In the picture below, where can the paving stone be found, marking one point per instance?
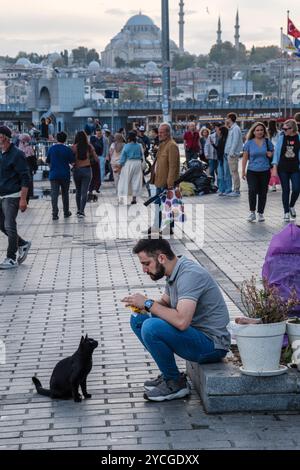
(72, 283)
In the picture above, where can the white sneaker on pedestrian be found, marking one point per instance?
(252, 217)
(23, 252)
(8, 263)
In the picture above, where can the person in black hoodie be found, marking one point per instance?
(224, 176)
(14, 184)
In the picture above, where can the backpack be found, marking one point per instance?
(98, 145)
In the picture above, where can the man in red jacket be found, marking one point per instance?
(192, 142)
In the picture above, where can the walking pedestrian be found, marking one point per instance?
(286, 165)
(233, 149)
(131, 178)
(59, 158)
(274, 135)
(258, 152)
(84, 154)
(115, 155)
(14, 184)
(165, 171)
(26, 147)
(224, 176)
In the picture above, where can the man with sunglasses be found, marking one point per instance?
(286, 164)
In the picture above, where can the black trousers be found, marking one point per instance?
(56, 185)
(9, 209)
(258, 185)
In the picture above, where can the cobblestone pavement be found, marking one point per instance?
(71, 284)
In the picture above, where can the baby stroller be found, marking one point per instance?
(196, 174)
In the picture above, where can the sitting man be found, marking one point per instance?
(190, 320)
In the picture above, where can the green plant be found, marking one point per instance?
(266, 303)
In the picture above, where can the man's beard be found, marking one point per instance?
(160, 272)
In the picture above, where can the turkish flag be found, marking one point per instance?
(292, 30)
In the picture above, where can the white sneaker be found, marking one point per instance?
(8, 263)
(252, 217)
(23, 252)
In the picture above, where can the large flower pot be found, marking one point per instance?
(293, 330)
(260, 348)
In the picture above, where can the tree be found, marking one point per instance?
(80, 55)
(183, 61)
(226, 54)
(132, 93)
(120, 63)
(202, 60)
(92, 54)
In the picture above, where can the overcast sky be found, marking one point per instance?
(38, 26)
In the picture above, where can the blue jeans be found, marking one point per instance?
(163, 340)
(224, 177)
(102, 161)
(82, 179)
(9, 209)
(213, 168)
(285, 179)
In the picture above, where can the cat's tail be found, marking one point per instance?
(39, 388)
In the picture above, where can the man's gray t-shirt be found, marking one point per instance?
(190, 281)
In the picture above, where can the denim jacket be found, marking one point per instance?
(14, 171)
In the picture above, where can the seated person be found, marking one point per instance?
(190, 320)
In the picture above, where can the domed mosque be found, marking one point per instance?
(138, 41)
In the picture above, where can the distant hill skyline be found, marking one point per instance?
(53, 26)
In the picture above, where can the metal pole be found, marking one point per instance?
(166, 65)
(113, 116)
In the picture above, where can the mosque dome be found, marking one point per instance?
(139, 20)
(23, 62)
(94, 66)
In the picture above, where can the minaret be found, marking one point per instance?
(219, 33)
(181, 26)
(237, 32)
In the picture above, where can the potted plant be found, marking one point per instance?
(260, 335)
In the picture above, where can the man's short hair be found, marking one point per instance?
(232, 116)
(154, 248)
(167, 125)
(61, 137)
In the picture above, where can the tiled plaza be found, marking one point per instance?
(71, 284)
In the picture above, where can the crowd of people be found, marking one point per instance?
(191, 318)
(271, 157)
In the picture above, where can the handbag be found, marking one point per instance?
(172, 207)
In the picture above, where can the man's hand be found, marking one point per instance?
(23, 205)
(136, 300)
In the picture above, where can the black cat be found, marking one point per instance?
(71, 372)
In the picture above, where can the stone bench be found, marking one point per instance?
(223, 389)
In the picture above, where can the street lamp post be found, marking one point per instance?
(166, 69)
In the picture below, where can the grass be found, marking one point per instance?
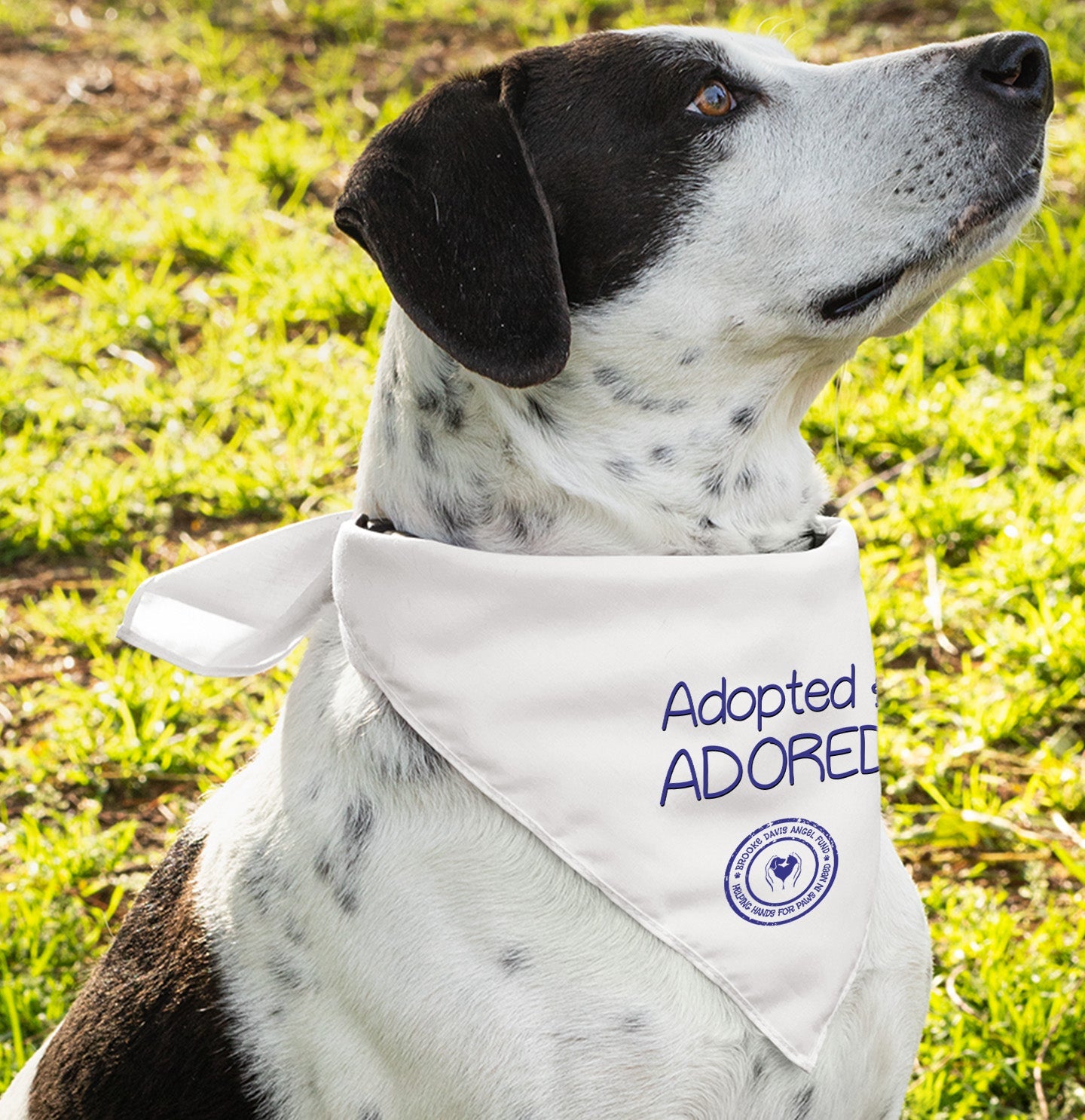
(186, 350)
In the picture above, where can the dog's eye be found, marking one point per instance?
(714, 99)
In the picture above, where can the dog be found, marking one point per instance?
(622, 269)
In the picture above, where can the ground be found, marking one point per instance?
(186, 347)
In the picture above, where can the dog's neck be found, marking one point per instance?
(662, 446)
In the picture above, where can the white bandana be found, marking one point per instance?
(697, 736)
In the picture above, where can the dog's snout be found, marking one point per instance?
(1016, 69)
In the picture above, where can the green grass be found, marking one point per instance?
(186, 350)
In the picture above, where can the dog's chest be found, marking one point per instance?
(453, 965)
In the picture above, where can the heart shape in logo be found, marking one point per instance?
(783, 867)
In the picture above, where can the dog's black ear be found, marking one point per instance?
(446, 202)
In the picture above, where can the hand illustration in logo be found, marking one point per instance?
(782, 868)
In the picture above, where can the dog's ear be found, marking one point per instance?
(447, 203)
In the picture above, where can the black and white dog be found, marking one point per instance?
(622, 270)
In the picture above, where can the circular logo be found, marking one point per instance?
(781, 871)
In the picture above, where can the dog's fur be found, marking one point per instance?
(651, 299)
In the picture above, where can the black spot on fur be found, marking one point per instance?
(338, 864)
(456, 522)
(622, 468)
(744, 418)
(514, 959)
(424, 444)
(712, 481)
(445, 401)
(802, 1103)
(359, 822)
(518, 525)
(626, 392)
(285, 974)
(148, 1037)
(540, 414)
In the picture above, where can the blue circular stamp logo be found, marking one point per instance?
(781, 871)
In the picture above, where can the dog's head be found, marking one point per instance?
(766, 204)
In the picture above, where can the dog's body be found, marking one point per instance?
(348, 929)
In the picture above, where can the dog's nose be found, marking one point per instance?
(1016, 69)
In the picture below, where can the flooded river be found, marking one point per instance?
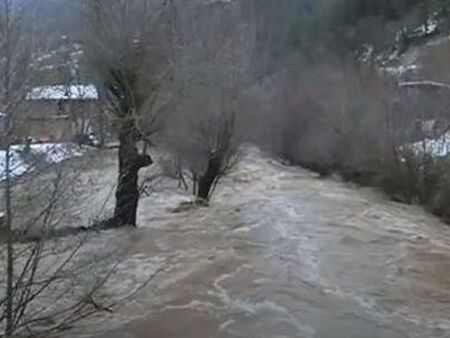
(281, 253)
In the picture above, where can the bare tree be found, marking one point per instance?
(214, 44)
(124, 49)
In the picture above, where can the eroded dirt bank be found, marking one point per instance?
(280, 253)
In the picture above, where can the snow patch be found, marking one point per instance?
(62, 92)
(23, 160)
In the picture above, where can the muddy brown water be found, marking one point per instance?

· · · · · · ·

== TASK STATEMENT ==
Please rewrite all the entries above as a numbered list with no blank lines, and leave the pictures out.

== COMPLETE OUTPUT ==
1. In the picture below, where can the paving stone be found, marking one point per instance?
2. (72, 283)
3. In the picture above, where can the white sneaker on pedestrian be found, marking one point per instance?
4. (252, 217)
5. (23, 252)
6. (8, 263)
7. In the picture above, where can the person in black hoodie be found, marking one point per instance?
8. (224, 176)
9. (14, 184)
10. In the picture above, where can the backpack be found, marking one point per instance?
11. (98, 145)
12. In the picture above, where can the man in red jacket be found, marking one point per instance?
13. (192, 142)
14. In the picture above, where can the walking pedestrian be found, marking one point per instance?
15. (286, 165)
16. (233, 149)
17. (131, 178)
18. (59, 158)
19. (274, 135)
20. (258, 152)
21. (84, 154)
22. (115, 155)
23. (14, 184)
24. (165, 171)
25. (26, 147)
26. (224, 176)
27. In the picture above, where can the man with sunglasses be found, marking one point per instance?
28. (286, 164)
29. In the picture above, where can the black trousers be found, marking one point per instance?
30. (56, 185)
31. (9, 209)
32. (258, 185)
33. In the picture above, where can the cobblestone pavement be found, marking one point per instance?
34. (71, 284)
35. In the picture above, where can the baby stroller be found, marking one point per instance?
36. (196, 174)
37. In the picture above, where can the sitting man be found, marking one point per instance?
38. (190, 320)
39. In the picture above, where can the green plant be found, marking one point per instance?
40. (266, 303)
41. In the picture above, where can the man's beard be found, marking one point per instance?
42. (160, 272)
43. In the picture above, where can the turkish flag be found, marking one point per instance?
44. (292, 30)
45. In the picture above, where can the white sneaker be found, marking one point per instance?
46. (8, 263)
47. (252, 217)
48. (23, 252)
49. In the picture above, where can the large flower pot be found, marking one point per instance?
50. (293, 330)
51. (260, 348)
52. In the picture above, where can the tree be found, marking one point per instance?
53. (80, 55)
54. (183, 61)
55. (226, 54)
56. (132, 93)
57. (120, 63)
58. (202, 60)
59. (92, 54)
60. In the picture above, where can the overcast sky be found, marking one point per instance?
61. (38, 26)
62. In the picture above, where can the blue jeans be found, marking one point per instance?
63. (163, 340)
64. (224, 177)
65. (102, 161)
66. (82, 179)
67. (9, 209)
68. (213, 168)
69. (285, 179)
70. In the picture above, where can the cat's tail be found, marking one point per instance?
71. (39, 388)
72. In the picture above, where can the man's gray t-shirt be found, marking one point per instance?
73. (190, 281)
74. In the picture above, where can the denim jacket be found, marking one point per instance?
75. (14, 171)
76. In the picture above, where can the seated person be found, marking one point per instance?
77. (190, 320)
78. In the picture above, where can the domed mosque be found, marking one point per instance?
79. (138, 41)
80. In the picture above, where can the distant hill skyline be found, marking one point per instance?
81. (53, 26)
82. In the picture above, where can the metal pole be found, marking one point per instance?
83. (166, 65)
84. (113, 116)
85. In the picture above, where can the mosque dome be found, marking one point per instance?
86. (139, 20)
87. (23, 62)
88. (94, 66)
89. In the picture above, where can the minaret be found, marking one point per instance?
90. (219, 33)
91. (181, 26)
92. (237, 32)
93. In the picture above, where can the potted plant be found, marking one point per instance?
94. (260, 335)
95. In the picture above, where can the man's short hair be found, marking one point per instance?
96. (232, 116)
97. (154, 248)
98. (167, 125)
99. (61, 137)
100. In the picture above, where can the tiled plaza be found, marking one point per instance?
101. (71, 284)
102. In the picture above, where can the crowd of people be found, marking one point per instance?
103. (191, 318)
104. (271, 157)
105. In the picture above, where can the handbag be found, marking one point per instance?
106. (172, 207)
107. In the picture above, where can the man's hand be found, marking one point per instance?
108. (23, 205)
109. (136, 300)
110. In the picture above, where can the black cat be found, marking one point per instance?
111. (71, 372)
112. In the picture above, where can the stone bench be found, marking one point per instance?
113. (223, 389)
114. In the picture above, where can the street lamp post be found, marking one point per instance?
115. (166, 69)
116. In the picture below, where can the grass be found, marking one point per instance?
117. (186, 350)
118. In the picture above, where can the dog's eye be found, marking one point per instance?
119. (714, 99)
120. In the picture above, where can the dog be found, marking one point per instance?
121. (622, 269)
122. In the picture above, where can the ground be found, marking one point per instance?
123. (186, 347)
124. In the picture above, where can the dog's neck be found, marking one point per instance?
125. (662, 446)
126. In the picture above, where can the white bandana be found, marking one point per instance?
127. (697, 736)
128. In the picture above, where can the dog's snout be found, marking one point per instance?
129. (1016, 69)
130. In the picture above, where can the green grass be found, marking one point per instance?
131. (186, 350)
132. In the picture above, where can the dog's chest be found, marking one point per instance?
133. (453, 965)
134. In the picture above, where can the heart shape in logo be found, marking one point per instance?
135. (783, 867)
136. In the picture above, where can the dog's black ear be found, marking one point per instance?
137. (446, 202)
138. In the picture above, where can the hand illustration in logo be found, marking one point per instance?
139. (782, 868)
140. In the picture above, where can the dog's ear be found, marking one point per instance?
141. (447, 203)
142. In the picture above, where can the black and white dog be found, marking one point per instance?
143. (622, 270)
144. In the picture above, where can the circular logo be found, marking one point per instance?
145. (781, 871)
146. In the picture above, where can the dog's fur be found, marking one point per instance?
147. (651, 299)
148. In the picture above, where can the black spot on fur be found, marking one point per instance?
149. (338, 864)
150. (456, 522)
151. (622, 468)
152. (744, 418)
153. (514, 959)
154. (424, 444)
155. (712, 481)
156. (445, 401)
157. (802, 1103)
158. (359, 822)
159. (518, 525)
160. (626, 392)
161. (285, 974)
162. (148, 1037)
163. (540, 414)
164. In the picture above, where can the blue circular stamp logo be found, marking one point per instance?
165. (781, 871)
166. In the picture above, where can the dog's head be found, marking one point per instance?
167. (766, 204)
168. In the picture above, where can the dog's body be found, marking one point per instance?
169. (348, 929)
170. In the picture above, where can the dog's nose be found, marking one point per instance?
171. (1016, 69)
172. In the picture below, where can the flooded river be found, marking one point per instance?
173. (281, 253)
174. In the picture above, where can the bare tree be found, marking one point per instance?
175. (214, 44)
176. (124, 49)
177. In the picture above, where can the eroded dirt bank be found, marking one point per instance?
178. (280, 253)
179. In the picture above, where can the snow patch be found, marking one point per instance?
180. (62, 92)
181. (23, 160)
182. In the picture above, where can the muddy brown water be found, marking one point per instance?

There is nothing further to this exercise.